Task instructions =>
[A] Copy word for word the part of the essay assignment text starting with "Reflect on your" and going on through "from your experiences?".
[B] Repeat the records exactly, starting with the line containing "# point at: pearl" and going on through the final line of the records.

Passage to read =>
Two of these readings involving digesting something unusual (dog food, illegal drugs), but do not think you should digest something unhealthy, dangerous, or illegal for this assignment. For instance, you might digest something very appealing (e.g., a popular food with another culture but not of your own culture). Of course, you should consider experiences beyond digesting things, the full range of human experiences which you yourself can develop as an inquiring human being.
Reflect on your past experiences, and also consider undertaking new experiences as a way of inquiring into a topic. To help you recall and think through your lifetime of experiences, try freewriting as a way to brainstorm possible topics.
A common challenge for students is tapping enough details and meaning from personal experiences to merit an essay. So before writing out a formal first draft, try freewriting about your experiences as a way to recall their details and to think through their significance. What were the details of each experience, its appearance and sounds and sensations? How did you feel and think of it? Why did you feel and think that way? What might the rest of us learn from your experiences?
Research question vs. thesis statement
You are probably familiar with a thesis statement, a statement that we usually make in the opening paragaphs of an essay that states the point our essay will argue.
Your Personal Inquiry essay will not develop a thesis statement. Instead, like our essay readings, your Personal Inquiry Essay will ask and answer a research question:
- Sanders, in "Looking at Women," asks the question "How should a man look at women?" on the second page.
- Hodgman, in "No Wonder They Call Me a Bitch," asks five questions about the taste of dog food in the opening paragraph.
- Holmquist, in "An Experience in Acronyms," asks a question inspired by the pro- and anti-drug debate on the second page.

Input rows =>
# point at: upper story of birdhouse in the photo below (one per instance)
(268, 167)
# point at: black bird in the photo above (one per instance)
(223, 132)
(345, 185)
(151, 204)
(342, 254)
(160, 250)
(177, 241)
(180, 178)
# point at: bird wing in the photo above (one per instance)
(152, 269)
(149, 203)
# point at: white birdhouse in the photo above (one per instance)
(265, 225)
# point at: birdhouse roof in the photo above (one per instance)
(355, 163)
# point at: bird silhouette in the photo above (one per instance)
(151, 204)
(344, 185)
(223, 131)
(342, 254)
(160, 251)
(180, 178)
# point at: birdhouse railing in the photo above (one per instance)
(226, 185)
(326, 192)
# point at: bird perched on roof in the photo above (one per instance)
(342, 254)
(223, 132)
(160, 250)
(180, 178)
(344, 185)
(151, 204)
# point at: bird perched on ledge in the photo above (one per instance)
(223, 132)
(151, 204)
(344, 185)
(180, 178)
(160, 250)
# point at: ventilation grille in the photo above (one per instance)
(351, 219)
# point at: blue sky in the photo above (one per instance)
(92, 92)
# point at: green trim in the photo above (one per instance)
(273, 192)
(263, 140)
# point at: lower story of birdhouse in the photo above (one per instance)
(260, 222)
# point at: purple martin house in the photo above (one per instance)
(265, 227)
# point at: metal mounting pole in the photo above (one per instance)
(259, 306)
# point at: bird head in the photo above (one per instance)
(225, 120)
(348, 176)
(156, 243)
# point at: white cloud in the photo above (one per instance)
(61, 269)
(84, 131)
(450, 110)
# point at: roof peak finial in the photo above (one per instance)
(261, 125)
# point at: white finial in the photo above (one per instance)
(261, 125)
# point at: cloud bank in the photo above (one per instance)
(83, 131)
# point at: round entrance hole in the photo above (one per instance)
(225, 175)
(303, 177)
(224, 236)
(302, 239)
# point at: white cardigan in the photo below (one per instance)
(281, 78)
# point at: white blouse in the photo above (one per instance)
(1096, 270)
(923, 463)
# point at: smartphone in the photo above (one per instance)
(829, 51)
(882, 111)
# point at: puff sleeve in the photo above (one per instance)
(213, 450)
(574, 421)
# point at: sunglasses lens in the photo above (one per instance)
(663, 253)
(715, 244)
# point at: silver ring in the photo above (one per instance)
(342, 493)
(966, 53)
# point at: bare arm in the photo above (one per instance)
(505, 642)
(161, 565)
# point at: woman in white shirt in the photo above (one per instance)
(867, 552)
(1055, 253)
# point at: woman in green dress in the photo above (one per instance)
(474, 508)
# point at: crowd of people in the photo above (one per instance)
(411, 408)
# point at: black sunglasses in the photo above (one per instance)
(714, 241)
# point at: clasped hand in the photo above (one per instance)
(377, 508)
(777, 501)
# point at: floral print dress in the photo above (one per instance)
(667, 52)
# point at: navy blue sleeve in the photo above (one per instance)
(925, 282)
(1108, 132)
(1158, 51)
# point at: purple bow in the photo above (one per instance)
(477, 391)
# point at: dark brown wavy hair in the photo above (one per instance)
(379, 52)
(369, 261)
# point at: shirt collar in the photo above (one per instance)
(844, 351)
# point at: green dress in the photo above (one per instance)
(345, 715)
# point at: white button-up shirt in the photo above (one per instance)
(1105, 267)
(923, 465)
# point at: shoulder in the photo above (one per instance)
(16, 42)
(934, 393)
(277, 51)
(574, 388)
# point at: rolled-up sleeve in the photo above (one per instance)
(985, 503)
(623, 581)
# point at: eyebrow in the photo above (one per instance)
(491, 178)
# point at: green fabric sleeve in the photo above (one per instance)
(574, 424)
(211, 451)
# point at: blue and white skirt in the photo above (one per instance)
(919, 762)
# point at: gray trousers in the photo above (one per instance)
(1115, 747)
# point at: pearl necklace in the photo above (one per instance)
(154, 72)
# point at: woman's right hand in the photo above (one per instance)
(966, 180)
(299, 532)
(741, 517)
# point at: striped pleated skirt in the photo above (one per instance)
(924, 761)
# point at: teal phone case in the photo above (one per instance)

Responses to the tasks =>
[A]
Reflect on your past experiences, and also consider undertaking new experiences as a way of inquiring into a topic. To help you recall and think through your lifetime of experiences, try freewriting as a way to brainstorm possible topics.
A common challenge for students is tapping enough details and meaning from personal experiences to merit an essay. So before writing out a formal first draft, try freewriting about your experiences as a way to recall their details and to think through their significance. What were the details of each experience, its appearance and sounds and sensations? How did you feel and think of it? Why did you feel and think that way? What might the rest of us learn from your experiences?

[B]
# point at: pearl necklace in the photo above (one per instance)
(154, 72)
# point at: woman's right hand in the photo above (one per instance)
(966, 180)
(299, 532)
(741, 517)
# point at: striped pleated skirt in the photo above (one per instance)
(924, 761)
# point at: teal phone case in the photo above (one per instance)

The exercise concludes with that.